WHAT NEEDS TO BE DONE: Reproduce the data below word for word, omitting the pictures.

Point-based annotation data:
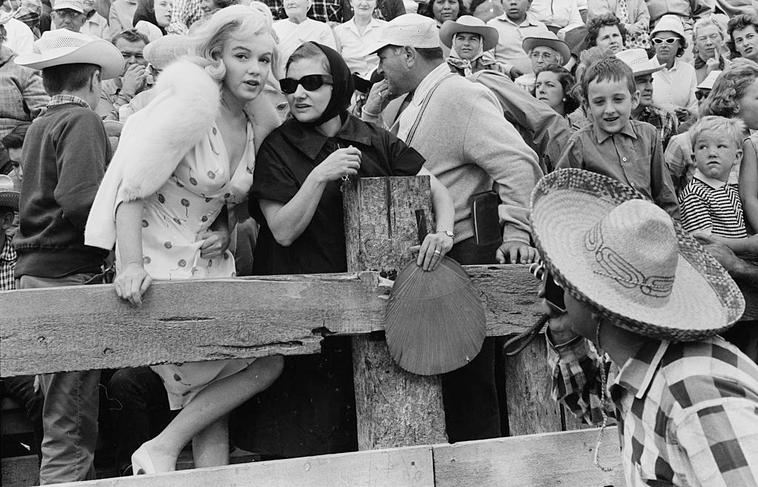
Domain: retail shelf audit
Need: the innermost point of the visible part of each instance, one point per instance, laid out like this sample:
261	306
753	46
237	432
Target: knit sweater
65	154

ANSWER TO THE PROBLEM:
Domain: retail shelf audit
Need: the innermost point of the visible part of each instance, one point per instance, laid out like this sample:
261	306
753	46
237	432
Target: knit sweater
65	154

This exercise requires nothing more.